#### DOCUMENT EXTRACT:
§ §

Confidence in this Review

2-Confident (read it all; understood it all reasonably well)


Reviewer 2

Summary

This paper presents a computational model of how humans make complex decisions with time constraints based on bounded rationality. The model assumes that people begin with a prior based on experienced outcomes, and with enough time can move toward the optimal solution for that decision. The paper presented a novel behavioural task and used the model to disentangle two components which contribute to decision-making: a utility function over possible solutions and a temperature parameter which controlled the trade-off between the prior utilities and optimal solution.

Qualitative Assessment

Overall, I thought this was a well-developed and really intriguing paper with lots of good ideas. My primary concern is really with the claim that this is a model of preferences and decision-making. The core task seems to be a puzzle-solving task, which, at best, is a stretch to compare to usual economic decision-making task. Some issues that could be improved/addressed: 1. With such a long exp’t on mTurk, there must have been many drop-outs. What was the drop-out rate in the experiment? Does this self-selection matter in terms of the quality of the model for fitting the general population (and not only those with the wherewithal to persist in answering puzzles like this on the computer for 50-130 minutes). 2. The bottom row of Figure 2 seems off. Was that overlay supposed to be there? If so, it needs to better explained. 3. Did the softmax model have the same numbers of parameters (I think so), but it would be good to be explicit to better justify the model comparison. Was there any attempt to do any out-of-sample predictions? 4. Figure 4 makes it seems that all the curves were fit to only 3 data points each. Those three points lie on the curve in each case, but the rest of the curve seems unsupported by the data. Perhaps more explanation of the way to interpret that visualization is in order. 5. The reason for the inclusion of the mutual information measure was not exactly clear? What was that supposed to add to the analysis? 6. The discussion/final paragraphs could use to be more prose rather than numbered bullet points.

Confidence in this Review

2-Confident (read it all; understood it all reasonably well)


Reviewer 3

Summary

The paper applies a model of bounded-rationality to data collected on human participants and try notably to account for the effect of time pressure.

Qualitative Assessment

I don't believe my opinion on that paper should be taken into account. Though it looks impressive and well-written to me, I do not believe I have the sufficient mathematical background to provide a fair assessment of its content.

Confidence in this Review

1-Less confident (might not have understood significant parts)


Reviewer 4

Summary

The authors proposed a decision-making model that takes into account time constraint. Traditional decision-making model is based on expected utility function. The authors added a time-weighted regularization term that is linked to one's prior knowledge. Therefore, under time constraint, one would weight more on her prior knowledge to make fast decisions. The authors used a combinatorial task with different time constraints to demonstrate the fitness of their model with experimental data.

§ §

#### Stored entries:
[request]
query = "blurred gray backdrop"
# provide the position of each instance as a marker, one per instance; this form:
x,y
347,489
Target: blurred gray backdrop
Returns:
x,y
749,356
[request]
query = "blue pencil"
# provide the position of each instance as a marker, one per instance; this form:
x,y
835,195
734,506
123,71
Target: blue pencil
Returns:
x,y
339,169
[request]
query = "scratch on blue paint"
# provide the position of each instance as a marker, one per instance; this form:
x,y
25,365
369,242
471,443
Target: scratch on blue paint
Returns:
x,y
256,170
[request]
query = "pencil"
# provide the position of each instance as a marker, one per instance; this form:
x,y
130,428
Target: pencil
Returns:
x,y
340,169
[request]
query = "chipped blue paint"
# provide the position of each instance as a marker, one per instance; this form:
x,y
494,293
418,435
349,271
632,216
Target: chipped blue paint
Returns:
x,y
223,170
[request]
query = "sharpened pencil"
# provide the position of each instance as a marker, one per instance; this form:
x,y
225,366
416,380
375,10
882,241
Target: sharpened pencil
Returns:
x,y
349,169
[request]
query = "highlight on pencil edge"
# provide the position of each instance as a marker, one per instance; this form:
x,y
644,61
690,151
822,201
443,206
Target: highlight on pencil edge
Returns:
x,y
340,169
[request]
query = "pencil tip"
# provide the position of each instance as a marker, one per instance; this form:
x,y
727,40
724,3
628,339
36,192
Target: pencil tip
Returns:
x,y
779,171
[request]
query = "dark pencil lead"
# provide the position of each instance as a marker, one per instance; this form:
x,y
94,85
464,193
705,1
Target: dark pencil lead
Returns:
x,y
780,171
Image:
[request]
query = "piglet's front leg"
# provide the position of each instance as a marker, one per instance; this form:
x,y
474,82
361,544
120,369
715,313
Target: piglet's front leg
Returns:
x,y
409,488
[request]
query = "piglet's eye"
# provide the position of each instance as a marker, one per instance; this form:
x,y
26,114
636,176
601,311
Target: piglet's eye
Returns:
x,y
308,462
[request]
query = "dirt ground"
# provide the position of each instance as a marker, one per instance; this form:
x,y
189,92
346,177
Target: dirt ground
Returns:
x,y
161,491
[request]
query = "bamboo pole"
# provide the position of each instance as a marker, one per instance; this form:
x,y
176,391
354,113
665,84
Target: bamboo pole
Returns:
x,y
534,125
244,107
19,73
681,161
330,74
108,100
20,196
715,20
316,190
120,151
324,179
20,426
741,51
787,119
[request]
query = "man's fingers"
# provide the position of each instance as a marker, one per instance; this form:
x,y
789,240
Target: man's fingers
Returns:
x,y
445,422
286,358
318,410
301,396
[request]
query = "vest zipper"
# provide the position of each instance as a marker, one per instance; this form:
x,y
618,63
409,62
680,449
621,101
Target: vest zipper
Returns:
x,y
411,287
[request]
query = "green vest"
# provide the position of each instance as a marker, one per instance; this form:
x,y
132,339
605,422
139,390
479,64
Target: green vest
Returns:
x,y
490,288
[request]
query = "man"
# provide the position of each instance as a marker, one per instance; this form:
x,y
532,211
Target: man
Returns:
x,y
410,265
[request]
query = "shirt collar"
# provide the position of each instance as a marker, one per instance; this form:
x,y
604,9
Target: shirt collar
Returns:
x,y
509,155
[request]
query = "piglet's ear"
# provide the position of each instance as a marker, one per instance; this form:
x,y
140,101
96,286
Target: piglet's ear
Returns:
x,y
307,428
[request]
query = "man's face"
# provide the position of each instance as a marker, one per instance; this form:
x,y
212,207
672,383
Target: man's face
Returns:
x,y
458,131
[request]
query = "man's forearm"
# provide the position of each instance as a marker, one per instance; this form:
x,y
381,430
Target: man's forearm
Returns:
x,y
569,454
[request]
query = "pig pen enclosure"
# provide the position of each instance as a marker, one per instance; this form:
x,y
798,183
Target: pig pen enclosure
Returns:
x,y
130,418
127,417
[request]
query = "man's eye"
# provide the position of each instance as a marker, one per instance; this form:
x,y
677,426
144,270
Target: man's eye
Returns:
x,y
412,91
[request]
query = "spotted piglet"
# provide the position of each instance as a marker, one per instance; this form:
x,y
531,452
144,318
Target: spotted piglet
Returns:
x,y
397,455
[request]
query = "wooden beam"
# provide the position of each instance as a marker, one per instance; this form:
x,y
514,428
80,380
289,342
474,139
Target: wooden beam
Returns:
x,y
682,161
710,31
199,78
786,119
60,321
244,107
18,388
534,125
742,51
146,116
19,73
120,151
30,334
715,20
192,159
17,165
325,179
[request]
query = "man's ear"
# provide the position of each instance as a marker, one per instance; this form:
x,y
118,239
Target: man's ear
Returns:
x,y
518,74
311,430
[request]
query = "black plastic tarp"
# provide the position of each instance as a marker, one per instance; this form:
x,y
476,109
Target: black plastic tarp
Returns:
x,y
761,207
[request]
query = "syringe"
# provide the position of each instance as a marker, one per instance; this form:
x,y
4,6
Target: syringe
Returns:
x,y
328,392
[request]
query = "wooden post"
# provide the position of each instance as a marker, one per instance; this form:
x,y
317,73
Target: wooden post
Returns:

§ §

#### PROBLEM A:
Using the paper reviews, explain in one to three sentences why Reviewer 3 says that review's opinion should not be taken into account.
#### PROBLEM B:
Please locate every line of the listing that contains the word "wooden" and copy each one. Case counts.

#### ANSWER A:
Reviewer 3 does not believe the reviewer has enough mathematical background to give a fair assessment of the paper's content. This holds even though the paper looks impressive and well-written to Reviewer 3.

#### ANSWER B:
query = "wooden beam"
Target: wooden beam
query = "wooden post"
Target: wooden post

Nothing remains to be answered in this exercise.